Image-grounded pointing data:
== Segment start ==
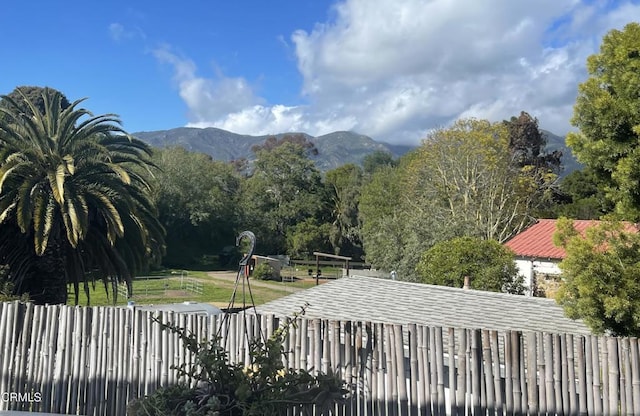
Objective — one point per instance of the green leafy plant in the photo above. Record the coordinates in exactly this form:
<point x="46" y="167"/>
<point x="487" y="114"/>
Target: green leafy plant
<point x="264" y="387"/>
<point x="264" y="271"/>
== Segment end ==
Copy all the data exactly as written, but skip any picture.

Objective — one point per instance of the green leafy plant in the photo above. Record the coordinates in exactly this form:
<point x="46" y="167"/>
<point x="487" y="114"/>
Target: green leafy plant
<point x="264" y="387"/>
<point x="264" y="271"/>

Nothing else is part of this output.